Extracted material:

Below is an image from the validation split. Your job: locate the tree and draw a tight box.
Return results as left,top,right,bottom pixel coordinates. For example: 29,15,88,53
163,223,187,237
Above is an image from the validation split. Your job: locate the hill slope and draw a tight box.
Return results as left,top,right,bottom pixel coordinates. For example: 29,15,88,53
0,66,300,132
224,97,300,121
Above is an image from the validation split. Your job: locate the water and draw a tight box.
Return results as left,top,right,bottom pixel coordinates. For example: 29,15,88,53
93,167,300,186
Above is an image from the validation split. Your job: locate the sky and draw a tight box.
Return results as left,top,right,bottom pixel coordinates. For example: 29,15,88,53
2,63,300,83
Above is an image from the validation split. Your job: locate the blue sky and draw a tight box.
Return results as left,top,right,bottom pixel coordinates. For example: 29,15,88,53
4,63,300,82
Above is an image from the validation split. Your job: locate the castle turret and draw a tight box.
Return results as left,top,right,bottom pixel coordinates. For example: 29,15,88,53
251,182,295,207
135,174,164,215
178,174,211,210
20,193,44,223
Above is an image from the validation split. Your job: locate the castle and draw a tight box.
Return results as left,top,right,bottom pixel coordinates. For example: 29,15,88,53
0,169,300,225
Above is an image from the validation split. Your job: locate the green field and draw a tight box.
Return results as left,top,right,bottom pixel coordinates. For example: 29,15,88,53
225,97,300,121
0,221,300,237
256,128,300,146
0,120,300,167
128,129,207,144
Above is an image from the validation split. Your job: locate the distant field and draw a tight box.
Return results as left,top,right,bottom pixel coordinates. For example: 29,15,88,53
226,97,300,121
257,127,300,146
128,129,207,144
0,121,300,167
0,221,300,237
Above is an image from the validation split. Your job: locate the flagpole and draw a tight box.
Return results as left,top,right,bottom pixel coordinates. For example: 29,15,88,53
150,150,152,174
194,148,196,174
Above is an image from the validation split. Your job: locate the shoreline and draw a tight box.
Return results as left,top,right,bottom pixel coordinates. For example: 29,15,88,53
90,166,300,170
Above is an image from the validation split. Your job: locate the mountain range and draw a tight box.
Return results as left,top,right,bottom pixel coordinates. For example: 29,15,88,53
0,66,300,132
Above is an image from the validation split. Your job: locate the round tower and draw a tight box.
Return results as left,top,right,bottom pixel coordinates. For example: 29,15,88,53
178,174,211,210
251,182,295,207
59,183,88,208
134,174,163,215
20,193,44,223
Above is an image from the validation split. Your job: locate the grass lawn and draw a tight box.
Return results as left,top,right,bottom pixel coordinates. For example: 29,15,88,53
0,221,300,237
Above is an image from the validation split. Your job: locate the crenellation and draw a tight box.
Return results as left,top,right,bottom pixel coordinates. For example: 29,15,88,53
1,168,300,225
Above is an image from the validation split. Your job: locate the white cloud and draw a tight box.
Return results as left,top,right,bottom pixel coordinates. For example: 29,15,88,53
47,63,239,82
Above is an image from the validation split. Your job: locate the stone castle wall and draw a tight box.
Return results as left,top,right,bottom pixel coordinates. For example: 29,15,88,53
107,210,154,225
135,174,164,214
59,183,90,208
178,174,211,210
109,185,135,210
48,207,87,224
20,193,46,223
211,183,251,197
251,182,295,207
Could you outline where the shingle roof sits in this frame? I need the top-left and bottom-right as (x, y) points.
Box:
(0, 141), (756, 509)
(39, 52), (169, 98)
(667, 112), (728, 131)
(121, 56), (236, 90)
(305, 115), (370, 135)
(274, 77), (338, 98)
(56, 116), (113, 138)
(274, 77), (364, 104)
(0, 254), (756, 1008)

Exercise objective: Reproduce every one of the records above word for word, with no changes.

Task response:
Below is an image from the validation split. Your job: locate the tree and draw a tight box.
Return results as left,top,right,bottom pixel coordinates. For example: 29,15,88,53
163,223,187,237
Above is an image from the validation split. Your job: locate the hill slope and draw a tight box.
Return results as left,top,right,bottom pixel coordinates. For example: 29,15,88,53
0,66,300,132
224,97,300,121
Above is an image from the validation split. Your job: locate the water and draw a tight box.
Return results as left,top,right,bottom pixel coordinates. For example: 29,15,88,53
93,167,300,186
Above is an image from the validation split. Your job: locate the sky and draw a tight box.
Return results as left,top,right,bottom pixel coordinates. For example: 29,15,88,53
2,63,300,83
Above is an image from the validation split. Your job: locate the blue sky and draw a tight box.
Return results as left,top,right,bottom pixel coordinates. For example: 29,15,88,53
4,63,300,82
Above is an image from the validation split. Your job: locate the castle turret and draw a tight box.
Return results as left,top,right,bottom pixel coordinates. For example: 29,15,88,53
251,182,295,207
135,174,164,215
178,174,211,210
20,193,44,223
Above is an image from the validation split. Your job: locate the castle and draw a tight box.
Return results as left,top,right,bottom pixel coordinates. For example: 29,15,88,53
0,169,300,225
Above is an image from the validation split. Your job: locate the green field and draw a tight box.
Return results as left,top,right,bottom pixel coordinates. For example: 29,15,88,53
225,97,300,121
0,221,300,237
256,128,300,146
0,120,300,167
128,129,207,144
Above is an image from the validation split. Your job: locate the distant field and draw a tight box.
Return results as left,top,right,bottom pixel coordinates. For example: 29,15,88,53
226,97,300,121
257,127,300,146
128,129,207,144
0,121,300,167
0,221,300,237
Above is an image from the validation split. Your job: locate the flagpole and draw a tight box.
Return results as left,top,right,bottom pixel coordinates. For example: 29,15,88,53
150,150,152,174
194,148,196,174
Above is an image from the validation split. Your job: locate the shoreline and draw a tight box.
Return results as left,top,right,bottom pixel coordinates. For example: 29,15,88,53
90,166,300,170
Above is an image from the validation split. Your job: locate the mountain range and draw a tight box.
Return results as left,top,right,bottom pixel coordinates. For example: 29,15,88,53
0,66,300,132
Above is an image from the validation split. Your job: locate the round tower and draw a tight box.
Return results as left,top,right,bottom pixel coordinates. For example: 29,15,88,53
178,174,211,210
251,182,295,207
59,183,88,208
134,174,163,215
20,193,44,223
Above is an image from the validation split. Your job: locate the grass lawn and draw a tight box.
Return results as left,top,right,bottom pixel coordinates. For example: 29,15,88,53
0,221,300,237
Above is an image from the validation split. Your job: locate the crenellation and draw a tight box.
Return results as left,top,right,bottom pixel coordinates. For example: 29,15,88,53
1,168,300,225
Above is an image from the validation split. Your job: locate the white cloud and draw a tight box.
Return results as left,top,right,bottom pixel coordinates. For example: 29,15,88,53
47,63,239,82
Above is an image from the validation split. Your job: locate the stone castle wall and draw a tight box.
Return results as left,top,right,bottom pixel coordinates. For example: 29,15,88,53
107,210,154,225
135,174,164,214
59,183,90,208
178,174,211,210
109,185,135,210
48,207,87,224
20,193,46,223
211,183,251,197
251,182,295,207
Could you outline where the shingle roof sits in this frame? I need the top-left and bottom-right as (x, y) points.
Box:
(0, 141), (756, 509)
(39, 52), (169, 98)
(667, 112), (728, 131)
(121, 56), (236, 90)
(305, 115), (370, 135)
(274, 77), (338, 98)
(56, 116), (113, 138)
(274, 77), (364, 104)
(0, 254), (756, 1008)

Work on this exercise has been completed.